### Instructions for the task
Please list every line of the material below that contains the string "positive". Case counts.

Source data:
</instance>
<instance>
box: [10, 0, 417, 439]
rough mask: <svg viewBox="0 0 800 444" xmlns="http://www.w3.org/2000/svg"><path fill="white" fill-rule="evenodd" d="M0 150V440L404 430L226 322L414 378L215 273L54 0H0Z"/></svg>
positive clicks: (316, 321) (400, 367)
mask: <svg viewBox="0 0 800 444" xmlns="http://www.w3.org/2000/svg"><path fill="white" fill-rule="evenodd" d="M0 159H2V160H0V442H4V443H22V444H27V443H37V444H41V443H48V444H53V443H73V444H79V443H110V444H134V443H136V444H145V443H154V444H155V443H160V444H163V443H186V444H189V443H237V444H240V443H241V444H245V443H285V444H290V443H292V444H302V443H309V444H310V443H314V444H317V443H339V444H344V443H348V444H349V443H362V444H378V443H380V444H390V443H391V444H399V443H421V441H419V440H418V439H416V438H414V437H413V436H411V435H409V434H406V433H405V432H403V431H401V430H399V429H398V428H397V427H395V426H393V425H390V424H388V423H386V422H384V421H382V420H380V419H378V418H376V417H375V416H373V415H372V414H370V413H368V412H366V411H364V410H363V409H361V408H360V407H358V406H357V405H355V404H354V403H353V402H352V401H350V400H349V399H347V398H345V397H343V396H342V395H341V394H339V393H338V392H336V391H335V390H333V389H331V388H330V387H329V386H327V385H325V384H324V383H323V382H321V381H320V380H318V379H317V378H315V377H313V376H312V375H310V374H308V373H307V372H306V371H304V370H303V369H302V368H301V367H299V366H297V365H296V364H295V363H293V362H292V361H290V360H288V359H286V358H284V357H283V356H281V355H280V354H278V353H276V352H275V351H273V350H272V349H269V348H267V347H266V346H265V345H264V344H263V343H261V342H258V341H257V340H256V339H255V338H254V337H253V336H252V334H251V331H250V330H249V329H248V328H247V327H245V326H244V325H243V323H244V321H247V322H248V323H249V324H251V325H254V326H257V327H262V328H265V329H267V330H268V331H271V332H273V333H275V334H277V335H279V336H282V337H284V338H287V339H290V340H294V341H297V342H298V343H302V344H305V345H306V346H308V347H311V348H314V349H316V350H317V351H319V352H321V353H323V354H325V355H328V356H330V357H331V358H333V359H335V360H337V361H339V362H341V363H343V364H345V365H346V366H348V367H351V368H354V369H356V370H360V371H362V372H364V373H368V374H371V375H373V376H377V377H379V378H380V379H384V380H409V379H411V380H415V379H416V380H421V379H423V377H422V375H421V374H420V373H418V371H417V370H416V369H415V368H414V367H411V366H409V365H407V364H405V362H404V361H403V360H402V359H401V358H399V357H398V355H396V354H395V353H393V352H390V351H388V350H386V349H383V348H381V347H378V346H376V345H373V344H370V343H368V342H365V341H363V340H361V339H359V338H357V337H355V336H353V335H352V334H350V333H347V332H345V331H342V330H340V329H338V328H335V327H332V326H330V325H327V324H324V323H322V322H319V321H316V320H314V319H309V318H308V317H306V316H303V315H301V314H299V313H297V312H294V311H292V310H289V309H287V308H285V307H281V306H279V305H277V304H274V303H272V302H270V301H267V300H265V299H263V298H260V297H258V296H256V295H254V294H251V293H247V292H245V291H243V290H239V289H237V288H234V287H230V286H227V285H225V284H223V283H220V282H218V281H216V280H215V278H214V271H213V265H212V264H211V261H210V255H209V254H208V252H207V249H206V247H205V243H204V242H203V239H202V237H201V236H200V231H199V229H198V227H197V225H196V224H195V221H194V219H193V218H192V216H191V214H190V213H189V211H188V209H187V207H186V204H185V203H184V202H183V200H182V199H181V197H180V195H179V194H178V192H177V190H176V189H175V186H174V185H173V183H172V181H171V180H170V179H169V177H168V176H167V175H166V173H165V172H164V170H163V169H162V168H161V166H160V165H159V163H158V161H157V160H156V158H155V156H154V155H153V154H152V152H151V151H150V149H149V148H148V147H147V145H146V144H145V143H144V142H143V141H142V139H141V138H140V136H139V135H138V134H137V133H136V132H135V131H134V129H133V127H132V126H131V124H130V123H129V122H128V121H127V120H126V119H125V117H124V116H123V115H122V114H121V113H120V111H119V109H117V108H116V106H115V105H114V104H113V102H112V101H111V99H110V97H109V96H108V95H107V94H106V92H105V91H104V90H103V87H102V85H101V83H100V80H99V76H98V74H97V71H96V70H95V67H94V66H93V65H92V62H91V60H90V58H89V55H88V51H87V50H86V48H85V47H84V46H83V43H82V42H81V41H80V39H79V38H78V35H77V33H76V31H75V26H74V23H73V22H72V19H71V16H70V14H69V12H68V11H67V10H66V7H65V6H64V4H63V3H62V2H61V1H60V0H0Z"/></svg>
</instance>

--

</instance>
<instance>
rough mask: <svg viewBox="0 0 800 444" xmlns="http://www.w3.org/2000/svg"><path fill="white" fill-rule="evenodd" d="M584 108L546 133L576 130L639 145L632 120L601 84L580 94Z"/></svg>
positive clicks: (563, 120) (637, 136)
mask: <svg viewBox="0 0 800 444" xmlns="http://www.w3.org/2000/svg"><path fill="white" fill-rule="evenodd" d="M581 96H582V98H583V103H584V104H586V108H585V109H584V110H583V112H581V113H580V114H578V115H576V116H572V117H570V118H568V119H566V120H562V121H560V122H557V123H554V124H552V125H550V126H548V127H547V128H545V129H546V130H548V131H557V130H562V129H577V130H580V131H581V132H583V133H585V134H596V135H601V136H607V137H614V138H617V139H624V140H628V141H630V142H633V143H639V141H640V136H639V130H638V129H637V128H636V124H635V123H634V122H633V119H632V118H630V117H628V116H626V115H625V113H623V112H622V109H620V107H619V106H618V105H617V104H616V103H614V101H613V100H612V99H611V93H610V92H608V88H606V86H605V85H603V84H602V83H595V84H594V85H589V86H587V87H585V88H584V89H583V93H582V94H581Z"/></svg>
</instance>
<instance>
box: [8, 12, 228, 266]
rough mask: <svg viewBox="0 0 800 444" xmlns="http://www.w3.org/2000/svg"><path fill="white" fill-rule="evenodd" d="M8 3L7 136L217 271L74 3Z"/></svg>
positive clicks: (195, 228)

### Answer box
positive clicks: (316, 321) (400, 367)
positive clicks: (563, 120) (637, 136)
positive clicks: (195, 228)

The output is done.